**Exercise description:** Each line from the one holding "Target: woman's straw hat" to the last line below must be written out exactly, with no other output.

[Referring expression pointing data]
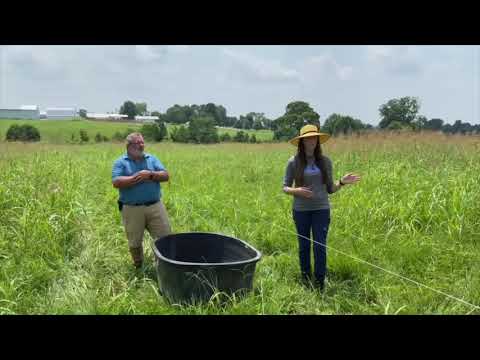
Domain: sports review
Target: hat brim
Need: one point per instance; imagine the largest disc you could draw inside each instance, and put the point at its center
(322, 138)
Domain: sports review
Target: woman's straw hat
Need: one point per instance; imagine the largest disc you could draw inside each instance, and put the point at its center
(308, 131)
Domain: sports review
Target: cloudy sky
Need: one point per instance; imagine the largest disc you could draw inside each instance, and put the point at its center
(349, 79)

**Response to the task:**
Target: woman's straw hat
Need: one point per instance; imagine the largest disc you could draw inside each instance, and put the point at its center
(308, 131)
Domain: sports review
Target: cloudy sky
Need: one point per instance; imagine the largest disc you could draw inside each instance, and put the point at its center
(349, 79)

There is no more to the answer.